__EXERCISE PASSAGE__
────────

By Melanie Sjoberg
ADELAIDE — Long-time union and environment activist Davey Thomason has suffered police harassment and may have been sacked from his position as an organiser with the SA branch of the Construction, Forestry, Mining and Energy Union (CFMEU) for his participation in the protest against the construction of a power station at Pelican Point on the Le Fevre peninsular in the western suburbs of Adelaide. Thomason is a resident in the area.
Thomason told Green Left Weekly he was arrested twice in one week at the Pelican Point picket line. On May 11, while eating breakfast at the picket, he was arrested under a six-year-old warrant related to his participation in a CFMEU delegation to the Nurrungar anti-nuclear blockade in April 1993.
"At that time I was bashed by the police Star Force, taken to Woomera hospital and charged with trespassing on commonwealth land", he explained. "The Kukutha people had granted us access, and we had paid the rent." The CFMEU and the individuals involved had agreed not to pay the $25 fines or the court costs imposed.
This time, Thomason said, the local police treated him well. But Pelican Point, he said, "resembles a police state".
Following an accident at the picket, Thomason was hospitalised for four days. When he returned home he found a letter attached to his front door informing him he had been sacked, allegedly for attending a protest while on sick leave.
Thomason is challenging the unfair dismissal through the Industrial Relations Commission. "I am personally ashamed of the executive and my so-called comrades in the construction division of the CFMEU", he told Green Left. CFMEU branch secretary Martin O'Malley was not available for comment.
Thomason hopes his local community and other activists will understand his predicament and send messages of support for him to Martin O'Malley, CFMEU, 11 South Terrace, Adelaide 5000. Copies sent to Green Left Weekly at GPO Box 781, Adelaide 5001 will be forwarded to Thomason.

────────

Records from a dataset

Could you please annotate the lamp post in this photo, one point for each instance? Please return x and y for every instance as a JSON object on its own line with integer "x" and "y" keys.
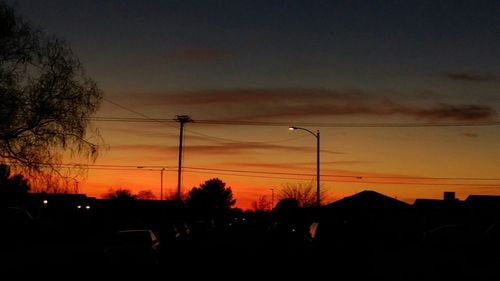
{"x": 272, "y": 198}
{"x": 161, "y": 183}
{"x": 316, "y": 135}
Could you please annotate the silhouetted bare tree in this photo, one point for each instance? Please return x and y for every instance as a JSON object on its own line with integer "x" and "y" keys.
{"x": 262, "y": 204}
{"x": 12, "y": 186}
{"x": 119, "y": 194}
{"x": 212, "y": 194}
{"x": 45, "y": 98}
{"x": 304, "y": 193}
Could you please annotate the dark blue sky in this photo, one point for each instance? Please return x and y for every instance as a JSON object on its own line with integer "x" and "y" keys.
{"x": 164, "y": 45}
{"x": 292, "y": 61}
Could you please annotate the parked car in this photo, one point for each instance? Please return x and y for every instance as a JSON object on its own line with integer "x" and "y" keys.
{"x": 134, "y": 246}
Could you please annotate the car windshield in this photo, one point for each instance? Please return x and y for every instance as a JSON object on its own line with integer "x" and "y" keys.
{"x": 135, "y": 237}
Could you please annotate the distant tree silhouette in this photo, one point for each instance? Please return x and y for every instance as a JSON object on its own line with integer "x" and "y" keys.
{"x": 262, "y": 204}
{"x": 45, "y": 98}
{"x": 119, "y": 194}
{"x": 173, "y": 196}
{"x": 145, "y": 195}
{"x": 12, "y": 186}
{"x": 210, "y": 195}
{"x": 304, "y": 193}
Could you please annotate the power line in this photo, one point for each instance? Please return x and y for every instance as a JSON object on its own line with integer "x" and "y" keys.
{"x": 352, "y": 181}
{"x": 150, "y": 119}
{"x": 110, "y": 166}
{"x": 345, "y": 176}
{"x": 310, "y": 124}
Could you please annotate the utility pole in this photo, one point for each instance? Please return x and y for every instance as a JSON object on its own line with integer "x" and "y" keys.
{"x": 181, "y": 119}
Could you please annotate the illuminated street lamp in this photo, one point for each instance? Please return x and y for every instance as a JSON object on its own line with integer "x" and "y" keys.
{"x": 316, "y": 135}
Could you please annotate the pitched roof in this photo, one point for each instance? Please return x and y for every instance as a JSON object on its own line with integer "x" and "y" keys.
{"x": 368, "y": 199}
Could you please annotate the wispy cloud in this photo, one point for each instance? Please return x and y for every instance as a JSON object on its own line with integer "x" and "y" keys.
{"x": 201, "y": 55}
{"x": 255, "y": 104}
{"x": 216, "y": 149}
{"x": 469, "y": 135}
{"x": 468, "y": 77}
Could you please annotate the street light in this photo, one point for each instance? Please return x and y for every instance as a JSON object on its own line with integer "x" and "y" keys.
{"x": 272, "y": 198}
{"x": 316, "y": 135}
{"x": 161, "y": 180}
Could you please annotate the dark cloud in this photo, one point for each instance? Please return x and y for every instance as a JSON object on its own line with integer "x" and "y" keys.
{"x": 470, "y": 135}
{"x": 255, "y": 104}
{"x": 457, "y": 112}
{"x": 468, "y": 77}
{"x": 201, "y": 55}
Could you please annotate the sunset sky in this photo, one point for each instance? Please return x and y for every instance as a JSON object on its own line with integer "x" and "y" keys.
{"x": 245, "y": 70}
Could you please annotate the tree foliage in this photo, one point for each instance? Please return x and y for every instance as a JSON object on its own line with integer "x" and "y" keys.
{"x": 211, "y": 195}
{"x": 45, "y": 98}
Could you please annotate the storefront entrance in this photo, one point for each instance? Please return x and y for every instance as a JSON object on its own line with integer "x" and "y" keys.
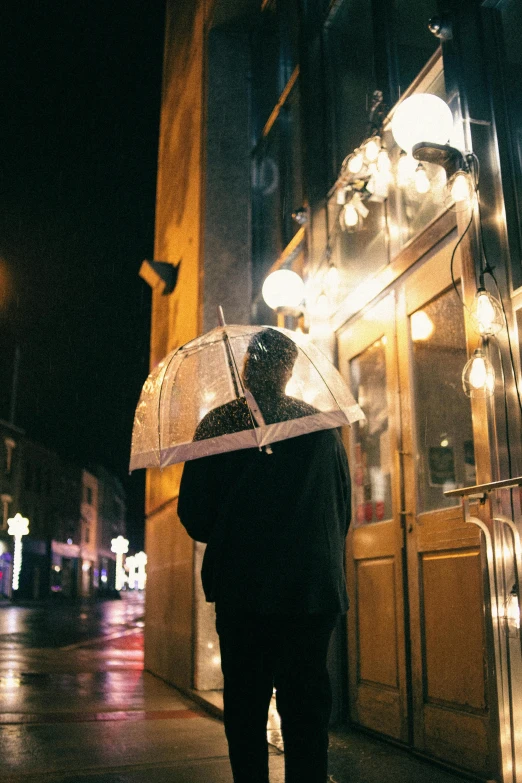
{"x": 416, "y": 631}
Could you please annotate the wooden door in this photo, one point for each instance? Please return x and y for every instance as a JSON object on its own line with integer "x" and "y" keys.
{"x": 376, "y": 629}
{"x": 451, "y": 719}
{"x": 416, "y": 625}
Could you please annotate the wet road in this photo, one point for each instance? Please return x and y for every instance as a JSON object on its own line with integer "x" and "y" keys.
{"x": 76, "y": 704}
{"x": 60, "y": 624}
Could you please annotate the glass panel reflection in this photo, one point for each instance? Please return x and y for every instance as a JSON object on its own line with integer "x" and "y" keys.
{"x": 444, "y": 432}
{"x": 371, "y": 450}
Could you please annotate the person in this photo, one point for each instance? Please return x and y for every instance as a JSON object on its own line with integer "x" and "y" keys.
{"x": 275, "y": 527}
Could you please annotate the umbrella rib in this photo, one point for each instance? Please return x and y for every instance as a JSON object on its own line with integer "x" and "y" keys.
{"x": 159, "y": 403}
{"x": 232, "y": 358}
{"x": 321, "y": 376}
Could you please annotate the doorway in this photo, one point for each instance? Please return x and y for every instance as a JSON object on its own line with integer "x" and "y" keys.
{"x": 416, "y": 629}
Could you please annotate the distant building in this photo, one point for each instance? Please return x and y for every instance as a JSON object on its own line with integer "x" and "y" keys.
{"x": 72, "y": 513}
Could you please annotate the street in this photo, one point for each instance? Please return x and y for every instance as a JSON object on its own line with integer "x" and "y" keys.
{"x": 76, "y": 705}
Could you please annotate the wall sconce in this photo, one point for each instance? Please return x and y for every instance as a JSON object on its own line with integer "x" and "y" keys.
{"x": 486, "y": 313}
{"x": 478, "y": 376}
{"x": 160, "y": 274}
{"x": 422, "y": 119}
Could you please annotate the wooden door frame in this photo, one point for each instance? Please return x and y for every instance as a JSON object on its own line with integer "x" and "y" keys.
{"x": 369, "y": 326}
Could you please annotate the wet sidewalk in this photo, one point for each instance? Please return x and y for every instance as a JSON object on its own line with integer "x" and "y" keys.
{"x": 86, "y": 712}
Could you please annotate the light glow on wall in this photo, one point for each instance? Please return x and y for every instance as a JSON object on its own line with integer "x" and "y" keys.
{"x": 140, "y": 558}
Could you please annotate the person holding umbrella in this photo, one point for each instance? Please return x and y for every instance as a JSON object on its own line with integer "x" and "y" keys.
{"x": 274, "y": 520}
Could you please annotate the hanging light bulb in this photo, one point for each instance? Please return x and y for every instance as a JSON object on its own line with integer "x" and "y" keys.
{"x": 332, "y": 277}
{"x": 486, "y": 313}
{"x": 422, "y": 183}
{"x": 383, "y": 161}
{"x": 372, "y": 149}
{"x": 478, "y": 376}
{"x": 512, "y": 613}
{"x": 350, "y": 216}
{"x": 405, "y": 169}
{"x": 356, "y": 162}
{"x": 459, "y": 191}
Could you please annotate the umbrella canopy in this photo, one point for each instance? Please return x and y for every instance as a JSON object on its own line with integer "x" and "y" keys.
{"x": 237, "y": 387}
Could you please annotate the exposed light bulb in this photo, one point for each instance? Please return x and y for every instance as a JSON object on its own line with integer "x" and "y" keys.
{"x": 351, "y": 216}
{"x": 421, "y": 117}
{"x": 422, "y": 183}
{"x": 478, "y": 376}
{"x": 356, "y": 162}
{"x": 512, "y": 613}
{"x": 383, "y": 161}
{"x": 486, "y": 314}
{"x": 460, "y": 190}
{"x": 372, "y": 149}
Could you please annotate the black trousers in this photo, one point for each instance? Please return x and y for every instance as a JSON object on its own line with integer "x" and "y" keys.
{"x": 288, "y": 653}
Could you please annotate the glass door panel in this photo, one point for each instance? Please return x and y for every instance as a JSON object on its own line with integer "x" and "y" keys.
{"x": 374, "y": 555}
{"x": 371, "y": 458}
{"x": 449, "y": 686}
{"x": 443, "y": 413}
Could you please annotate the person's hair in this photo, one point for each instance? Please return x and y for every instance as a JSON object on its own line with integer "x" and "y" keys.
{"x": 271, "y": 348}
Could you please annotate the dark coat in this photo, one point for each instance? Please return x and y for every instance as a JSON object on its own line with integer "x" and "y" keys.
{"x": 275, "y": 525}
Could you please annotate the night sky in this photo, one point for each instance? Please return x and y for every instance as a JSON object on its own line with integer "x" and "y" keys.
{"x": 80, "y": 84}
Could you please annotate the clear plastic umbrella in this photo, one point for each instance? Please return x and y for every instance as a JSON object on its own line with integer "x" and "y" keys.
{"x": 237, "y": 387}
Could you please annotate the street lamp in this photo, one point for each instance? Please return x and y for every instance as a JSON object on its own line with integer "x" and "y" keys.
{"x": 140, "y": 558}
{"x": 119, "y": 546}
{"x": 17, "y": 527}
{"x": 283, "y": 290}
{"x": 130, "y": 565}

────────

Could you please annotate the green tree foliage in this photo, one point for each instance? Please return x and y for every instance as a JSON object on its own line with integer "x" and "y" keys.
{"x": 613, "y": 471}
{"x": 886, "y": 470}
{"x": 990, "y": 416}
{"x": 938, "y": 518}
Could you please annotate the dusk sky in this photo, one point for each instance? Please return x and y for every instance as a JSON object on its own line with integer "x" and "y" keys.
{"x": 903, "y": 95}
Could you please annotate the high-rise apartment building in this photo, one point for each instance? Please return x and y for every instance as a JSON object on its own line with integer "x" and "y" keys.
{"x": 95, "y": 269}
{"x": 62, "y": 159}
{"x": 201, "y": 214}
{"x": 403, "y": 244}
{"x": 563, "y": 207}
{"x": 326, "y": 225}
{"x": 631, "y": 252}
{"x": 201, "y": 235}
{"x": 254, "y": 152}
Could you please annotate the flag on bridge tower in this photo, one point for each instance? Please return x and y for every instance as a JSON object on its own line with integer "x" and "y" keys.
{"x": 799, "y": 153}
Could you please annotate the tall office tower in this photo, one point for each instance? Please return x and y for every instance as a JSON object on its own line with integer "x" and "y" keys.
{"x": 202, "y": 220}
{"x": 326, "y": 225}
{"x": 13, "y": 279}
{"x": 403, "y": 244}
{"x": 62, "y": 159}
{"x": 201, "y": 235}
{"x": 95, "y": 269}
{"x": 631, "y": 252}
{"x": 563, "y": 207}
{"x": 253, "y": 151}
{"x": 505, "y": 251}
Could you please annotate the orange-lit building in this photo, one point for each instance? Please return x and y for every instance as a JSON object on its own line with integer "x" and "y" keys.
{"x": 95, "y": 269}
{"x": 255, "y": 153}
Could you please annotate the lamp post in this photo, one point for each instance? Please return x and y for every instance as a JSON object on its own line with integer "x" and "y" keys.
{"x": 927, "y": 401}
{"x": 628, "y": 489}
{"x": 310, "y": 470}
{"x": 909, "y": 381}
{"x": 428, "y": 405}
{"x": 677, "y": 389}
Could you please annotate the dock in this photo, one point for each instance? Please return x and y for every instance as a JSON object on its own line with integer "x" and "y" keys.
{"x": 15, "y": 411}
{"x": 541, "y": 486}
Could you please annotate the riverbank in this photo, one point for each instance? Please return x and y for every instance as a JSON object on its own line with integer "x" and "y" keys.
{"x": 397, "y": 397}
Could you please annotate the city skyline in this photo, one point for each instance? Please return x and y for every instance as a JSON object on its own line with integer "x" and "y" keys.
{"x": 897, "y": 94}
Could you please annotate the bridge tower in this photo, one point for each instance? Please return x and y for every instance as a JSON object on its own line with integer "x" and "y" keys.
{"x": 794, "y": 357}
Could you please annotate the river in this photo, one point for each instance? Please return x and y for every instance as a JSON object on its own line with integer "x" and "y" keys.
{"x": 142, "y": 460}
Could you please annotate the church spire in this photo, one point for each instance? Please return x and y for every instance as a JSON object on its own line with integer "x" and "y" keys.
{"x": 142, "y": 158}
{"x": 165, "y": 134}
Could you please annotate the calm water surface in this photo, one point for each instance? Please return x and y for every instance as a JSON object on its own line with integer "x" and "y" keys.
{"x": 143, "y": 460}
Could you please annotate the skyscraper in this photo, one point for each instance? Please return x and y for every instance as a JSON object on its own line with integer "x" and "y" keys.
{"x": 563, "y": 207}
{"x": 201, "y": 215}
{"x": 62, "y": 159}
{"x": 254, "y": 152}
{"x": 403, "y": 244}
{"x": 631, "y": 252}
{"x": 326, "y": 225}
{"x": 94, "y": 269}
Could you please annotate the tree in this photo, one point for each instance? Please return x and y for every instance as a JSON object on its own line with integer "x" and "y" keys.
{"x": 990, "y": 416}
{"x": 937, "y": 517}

────────

__THINGS TO DO__
a – Answer these questions from the article about Davey Thomason, one answer per line:
(i) For how many days was Thomason hospitalised after the accident at the picket?
(ii) In what month and year did the Nurrungar anti-nuclear blockade take place?
(iii) Through which body is Thomason challenging his dismissal?
b – Echo the article about Davey Thomason word for word, starting at "Following an accident" and ending at "available for comment.".
The items are not needed.

__ANSWERS TO THE PROBLEMS__
a –
(i) Four days
(ii) April 1993
(iii) The Industrial Relations Commission

b –
Following an accident at the picket, Thomason was hospitalised for four days. When he returned home he found a letter attached to his front door informing him he had been sacked, allegedly for attending a protest while on sick leave.
Thomason is challenging the unfair dismissal through the Industrial Relations Commission. "I am personally ashamed of the executive and my so-called comrades in the construction division of the CFMEU", he told Green Left. CFMEU branch secretary Martin O'Malley was not available for comment.